*WHAT YOU SHOULD DO*. In the text on world population, list every person or organization named.

*EXTRACT TO READ*.
+-------+

Party!

October 28, 2011

One real scary moment for Halloween is the overcrowding mob on hand for the party — the UN claims the population of the earth will top 7 billion on Monday, embellishing a smorgasbord of dangerous problems already facing a beleaguered planet.
Despite a prognosis to the contrary:

Max Singer, founder of the Hudson Institute, warned in 1999 that the world would soon be downsizing.
“Fifty years from now,” he predicted, “the world’s population will be declining, with no end in sight.”

Throw that one on the dustbin floor of  history.

(Illustration found here).

A population bomb is one with a long, long fuse (a baby born every 2.6 seconds) — the situation is not directly in your face like climate change or peak oil, both being garnished by way-too-many-folks, and this can of worms will become like the thief in the night, quiet, stealthy and dangerous.

+-------+

[Outline records]
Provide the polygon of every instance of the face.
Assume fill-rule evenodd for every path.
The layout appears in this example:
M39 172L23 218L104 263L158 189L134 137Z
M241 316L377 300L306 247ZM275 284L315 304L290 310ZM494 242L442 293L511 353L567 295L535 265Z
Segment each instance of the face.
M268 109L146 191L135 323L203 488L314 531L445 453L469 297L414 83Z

+-------+

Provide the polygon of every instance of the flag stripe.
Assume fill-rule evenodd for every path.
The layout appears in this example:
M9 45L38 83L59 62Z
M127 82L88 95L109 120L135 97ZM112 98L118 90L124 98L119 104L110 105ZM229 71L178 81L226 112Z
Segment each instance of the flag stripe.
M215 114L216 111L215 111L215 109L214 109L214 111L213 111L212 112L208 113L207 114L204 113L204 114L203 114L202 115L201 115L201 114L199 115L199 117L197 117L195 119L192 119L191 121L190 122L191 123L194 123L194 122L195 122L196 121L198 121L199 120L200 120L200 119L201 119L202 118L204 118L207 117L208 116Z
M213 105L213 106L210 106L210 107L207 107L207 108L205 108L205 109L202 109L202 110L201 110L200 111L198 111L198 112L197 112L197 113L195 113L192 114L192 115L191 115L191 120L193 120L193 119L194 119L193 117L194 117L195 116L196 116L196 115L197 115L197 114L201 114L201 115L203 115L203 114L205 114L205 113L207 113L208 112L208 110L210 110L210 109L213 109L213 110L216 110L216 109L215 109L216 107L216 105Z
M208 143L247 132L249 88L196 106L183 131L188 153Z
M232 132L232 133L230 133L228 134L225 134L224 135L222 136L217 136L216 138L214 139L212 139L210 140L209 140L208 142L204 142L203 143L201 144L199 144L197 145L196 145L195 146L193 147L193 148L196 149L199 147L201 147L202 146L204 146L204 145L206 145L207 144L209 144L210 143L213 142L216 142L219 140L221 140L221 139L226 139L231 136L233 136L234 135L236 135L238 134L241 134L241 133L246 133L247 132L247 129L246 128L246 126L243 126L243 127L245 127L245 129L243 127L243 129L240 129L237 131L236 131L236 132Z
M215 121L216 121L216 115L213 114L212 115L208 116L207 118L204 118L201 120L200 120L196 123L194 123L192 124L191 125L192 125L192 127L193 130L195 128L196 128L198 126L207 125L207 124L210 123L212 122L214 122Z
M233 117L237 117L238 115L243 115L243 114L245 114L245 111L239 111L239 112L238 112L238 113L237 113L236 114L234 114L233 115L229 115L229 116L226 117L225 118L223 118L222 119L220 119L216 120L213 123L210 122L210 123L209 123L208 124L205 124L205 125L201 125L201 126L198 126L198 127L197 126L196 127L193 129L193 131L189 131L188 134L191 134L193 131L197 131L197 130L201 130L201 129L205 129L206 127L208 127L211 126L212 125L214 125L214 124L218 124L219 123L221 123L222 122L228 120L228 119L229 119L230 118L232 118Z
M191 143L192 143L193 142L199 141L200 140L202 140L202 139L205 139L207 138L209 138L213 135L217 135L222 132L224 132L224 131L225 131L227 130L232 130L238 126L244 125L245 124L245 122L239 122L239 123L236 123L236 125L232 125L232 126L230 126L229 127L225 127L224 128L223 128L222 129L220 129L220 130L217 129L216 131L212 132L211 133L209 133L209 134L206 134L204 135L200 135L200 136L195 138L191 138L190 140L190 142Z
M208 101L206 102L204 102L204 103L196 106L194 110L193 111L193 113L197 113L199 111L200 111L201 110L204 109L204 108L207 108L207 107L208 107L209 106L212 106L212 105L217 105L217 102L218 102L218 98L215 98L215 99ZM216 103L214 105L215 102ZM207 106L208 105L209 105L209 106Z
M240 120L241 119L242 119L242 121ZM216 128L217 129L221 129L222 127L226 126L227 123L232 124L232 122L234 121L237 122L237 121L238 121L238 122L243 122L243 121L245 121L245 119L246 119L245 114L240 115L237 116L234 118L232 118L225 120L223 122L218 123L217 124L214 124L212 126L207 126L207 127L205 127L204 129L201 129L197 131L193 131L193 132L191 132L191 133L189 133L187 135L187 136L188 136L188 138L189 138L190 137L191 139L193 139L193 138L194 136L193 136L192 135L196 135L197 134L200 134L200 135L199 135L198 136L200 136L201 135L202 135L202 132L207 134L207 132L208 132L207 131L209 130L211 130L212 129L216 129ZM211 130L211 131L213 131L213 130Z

+-------+

*THE ANSWER*.
- the UN
- Max Singer
- the Hudson Institute